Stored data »
__________________________________________________
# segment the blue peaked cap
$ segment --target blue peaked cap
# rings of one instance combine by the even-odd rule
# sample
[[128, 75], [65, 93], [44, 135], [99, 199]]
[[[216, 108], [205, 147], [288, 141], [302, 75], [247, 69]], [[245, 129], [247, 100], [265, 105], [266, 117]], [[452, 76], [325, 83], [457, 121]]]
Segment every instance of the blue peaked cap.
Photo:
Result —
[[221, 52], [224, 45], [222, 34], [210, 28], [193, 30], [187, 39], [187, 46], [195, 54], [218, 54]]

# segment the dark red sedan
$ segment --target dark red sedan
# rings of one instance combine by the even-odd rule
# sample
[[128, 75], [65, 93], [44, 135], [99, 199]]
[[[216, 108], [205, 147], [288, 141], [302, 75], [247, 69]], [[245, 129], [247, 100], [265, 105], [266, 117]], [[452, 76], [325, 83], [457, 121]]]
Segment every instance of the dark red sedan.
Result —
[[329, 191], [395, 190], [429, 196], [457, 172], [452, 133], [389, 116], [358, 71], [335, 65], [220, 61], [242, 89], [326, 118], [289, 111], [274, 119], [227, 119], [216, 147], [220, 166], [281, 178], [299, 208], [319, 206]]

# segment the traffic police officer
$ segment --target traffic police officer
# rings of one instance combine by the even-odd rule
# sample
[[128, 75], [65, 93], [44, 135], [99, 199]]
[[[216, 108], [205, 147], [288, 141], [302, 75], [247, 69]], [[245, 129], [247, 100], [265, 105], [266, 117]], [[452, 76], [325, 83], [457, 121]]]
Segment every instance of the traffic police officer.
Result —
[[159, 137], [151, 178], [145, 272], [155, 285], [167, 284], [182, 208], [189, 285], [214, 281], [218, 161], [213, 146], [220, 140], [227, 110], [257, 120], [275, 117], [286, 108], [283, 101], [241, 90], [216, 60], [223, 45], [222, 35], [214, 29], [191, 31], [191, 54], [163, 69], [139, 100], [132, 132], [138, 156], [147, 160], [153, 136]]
__________________________________________________
Problem details » Can you lay out every line of the rows above as a JSON list of strings, one string per line, leaving out the blank lines?

Response to this exercise »
[
  "# segment the blue peaked cap",
  "$ segment --target blue peaked cap",
  "# rings of one instance combine by the even-odd rule",
  "# sample",
  "[[128, 75], [65, 93], [44, 135], [99, 199]]",
  "[[[216, 108], [205, 147], [288, 141], [302, 75], [247, 69]], [[245, 129], [247, 100], [265, 105], [266, 117]], [[452, 76], [325, 83], [457, 121]]]",
  "Segment every instance of the blue peaked cap.",
  "Photo:",
  "Result —",
  "[[221, 52], [224, 45], [222, 34], [210, 28], [193, 30], [187, 39], [187, 46], [195, 54], [218, 54]]",
  "# segment the dark red sedan",
  "$ segment --target dark red sedan",
  "# rings of one instance combine by the even-odd rule",
  "# sample",
  "[[128, 75], [65, 93], [44, 135], [99, 199]]",
  "[[[216, 108], [205, 147], [288, 141], [302, 75], [247, 69]], [[245, 129], [247, 100], [265, 105], [266, 117]], [[452, 76], [325, 83], [457, 121]]]",
  "Segment every instance of the dark red sedan.",
  "Result —",
  "[[329, 191], [395, 190], [429, 196], [457, 172], [452, 133], [389, 116], [358, 71], [335, 65], [220, 61], [242, 89], [326, 118], [289, 111], [274, 119], [227, 119], [216, 147], [220, 166], [281, 178], [299, 208], [319, 206]]",
  "# segment the traffic police officer",
  "$ segment --target traffic police officer",
  "# rings of one instance combine by the even-odd rule",
  "# sample",
  "[[128, 75], [65, 93], [44, 135], [99, 199]]",
  "[[[216, 108], [205, 147], [288, 141], [302, 75], [247, 69]], [[245, 129], [247, 100], [265, 105], [266, 117]], [[452, 76], [325, 83], [457, 121]]]",
  "Segment every instance of the traffic police officer.",
  "Result —",
  "[[159, 137], [151, 178], [145, 272], [155, 285], [167, 284], [182, 208], [189, 285], [214, 281], [218, 161], [213, 146], [220, 140], [227, 110], [257, 120], [275, 117], [286, 108], [283, 101], [241, 90], [216, 60], [223, 45], [222, 35], [214, 29], [191, 31], [191, 54], [163, 69], [139, 100], [132, 132], [138, 156], [147, 160], [153, 136]]"
]